> What is expected
Reproduce the passage of the update on the Emerging Educational Administrator Institute, starting with "By Edna Magpantay-Monroe, Jeffrey" and going on through "early administrative careers.", substituting "members" for "participants".

> Text provided
● ● ●

What we’re learning from the Emerging Educational Administrator Institute (EEAI), Part 2

By Edna Magpantay-Monroe, Jeffrey Willey, and Anne Thomas | 11/01/2018

One of a series of updates by participants. The institute develops and inspires nurse faculty in their early administrative careers.

Leadership Scholar diary: Edna R. Magpantay-Monroe

Edna R. Magpantay-MonroeThe title of my project for the Emerging Educational Administrator Institute is “Building a Framework for School of Nursing Excellence: A Marianist Way.” Researching information for my project has been a rewarding journey. I started my inquiry by getting feedback from faculty and staff at Chaminade University of Honolulu about what we do as a school to follow Marianist principles and values. Conversations I’ve had with many people at the university have led to additional resources. As information unfolds, I find that many people have a true interest in understanding Marianist principles and values we can apply to our work. The intent is to live the mission. I also researched other Catholic universities, including our two sister Marianist schools, for additional information.

● ● ●

> Source material
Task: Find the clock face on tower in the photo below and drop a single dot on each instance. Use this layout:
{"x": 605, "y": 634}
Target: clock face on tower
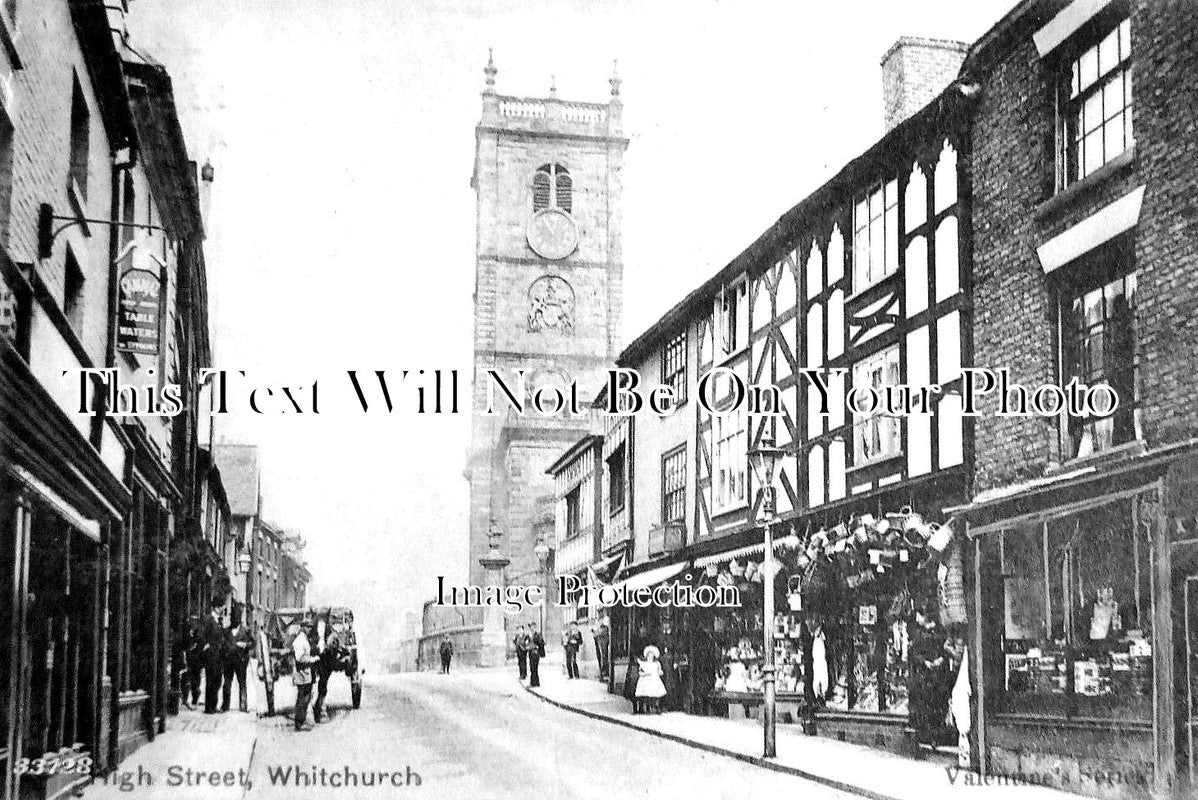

● ● ●

> Final result
By Edna Magpantay-Monroe, Jeffrey Willey, and Anne Thomas | 11/01/2018

One of a series of updates by members. The institute develops and inspires nurse faculty in their early administrative careers.